Document section
□ □ □ □
In Sherwood Jones and Burns, Paul Mask is elected as Reeve. Mask will be a familiar name to many – it is he who Mask Island is named for, and he was the first owner of the Barry’s Bay Dairy. More on that in a few years though!
1930
Over in Radcliffe, Fred Schweig is elected Reeve.
1933
In 1933, the Town of Barry’s Bay is officially incorporated with Henry Chapeskie serving as its first Mayor. Barry’s Bay itself is a bit older: home to Indigenous peoples since time immemorial, the creation of the Opeongo Line brought the first European settlers, and the railway increased the population and growth dramatically. The town incorporated in 1933 comprised of 520 acres formally of the Township of Sherwood.
1930
1930
Tragedy struck Wilno in 1937, as Flora’s General Store burned to the ground due to a faulty chimney. The entire store, as well as the blacksmith shop next door, was lost. The Exchange Hotel (now Wilno Tavern) was also damaged in the blaze. Flora Blank was undeterred – she’d been running the store since 1933 in her late husband’s office, selling groceries and ice cream and was no stranger to hardship. After the fire, she built a new store that same year, which grew to sell everything from dry goods, footwear, hardware, and gas. The store was taken over by Flora’s daughter in 1953, and changed hands a number of times before closing its doors in the mid 2010s. The building that exists today is the same one Flora and her husband Felix Lazinskie built after the fire. Flora died in 1989 at the age of 85.
1938
1938 was also a year for business in Barry’s Bay: Paul Mask opens his dairy this year, where the old Barry’s Bay Dairy Bar still is today. Mask purchased the lot for $175 and built a plant to pasteurize milk from his cows on Mask Island. The raw milk was delivered by family members to the plant to be processed, where it was then delivered to houses and stores in the community by horse and cart. The Masks sold the dairy in 1945 but continued to supply milk to the new owners.
□ □ □ □
Provided material
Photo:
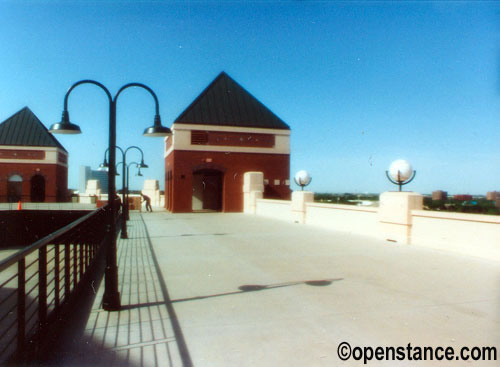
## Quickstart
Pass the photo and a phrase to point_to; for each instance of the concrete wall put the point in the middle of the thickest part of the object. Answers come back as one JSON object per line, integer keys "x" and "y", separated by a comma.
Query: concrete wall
□ □ □ □
Set problem 1
Transcribe the Barry's Bay history word for word, starting with "In Sherwood Jones" and going on through "Township of Sherwood.".
Set problem 2
Pick up the Barry's Bay history after its final sentence and carry it forward.

Task answer 1
In Sherwood Jones and Burns, Paul Mask is elected as Reeve. Mask will be a familiar name to many – it is he who Mask Island is named for, and he was the first owner of the Barry’s Bay Dairy. More on that in a few years though!
1930
Over in Radcliffe, Fred Schweig is elected Reeve.
1933
In 1933, the Town of Barry’s Bay is officially incorporated with Henry Chapeskie serving as its first Mayor. Barry’s Bay itself is a bit older: home to Indigenous peoples since time immemorial, the creation of the Opeongo Line brought the first European settlers, and the railway increased the population and growth dramatically. The town incorporated in 1933 comprised of 520 acres formally of the Township of Sherwood.

Task answer 2
1939
1939 saw the continued growth of infrastructure in Barry’s Bay: the new post office opened this year in its current location. A grant of $15,000 was provided for the build. Barry’s Bay has had post offices since 1877, but they had always run out of private homes or businesses.
1940
The following year, the Church of the Assumption of the Blessed Virgin Mary burns down. The church, located at Siberia and Kartuzy roads, was built in 1896 to serve families living down Siberia Road. Previously, they had walked or drove with horses to Brudenell or Wilno to attend church services. The Church served parishioners until just 1914 and was empty when it burned down in 1940. The graveyard and stone foundation still exists today.
1941
John Hudson is back as Reeve in Radcliffe in 1941, serving the final of his three terms from 1941-1943.
1943
In 1943, Patrick Fitzgerald becomes Reeve of Radcliffe. Pat Fitzgerald had previously owned a few businesses in town, including a gas station and a general store.
Special thanks to the below organizations and groups from which the above information was compiled:
- Combermere Heritage Society
- Wilno Heritage Society
- Stationkeepers MV
- Madawaska Valley Public Library
- Madawaska Valley Heritage Walks
- Carson Trout Lepine & Greenan Lakes Association
Did we get a fact wrong? Please let us know: contact us by email or 613-756-2747 x220.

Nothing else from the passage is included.